*What to do*.
Swap "foliage" for "leaves" throughout every item below, and copy out the lines with nothing else altered.

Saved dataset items
++++++++++

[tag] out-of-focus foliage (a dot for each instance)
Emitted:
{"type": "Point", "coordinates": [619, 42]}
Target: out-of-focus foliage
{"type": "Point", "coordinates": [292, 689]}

++++++++++

*Exercise answer*.
[tag] out-of-focus leaves (a dot for each instance)
Emitted:
{"type": "Point", "coordinates": [619, 42]}
Target: out-of-focus leaves
{"type": "Point", "coordinates": [292, 689]}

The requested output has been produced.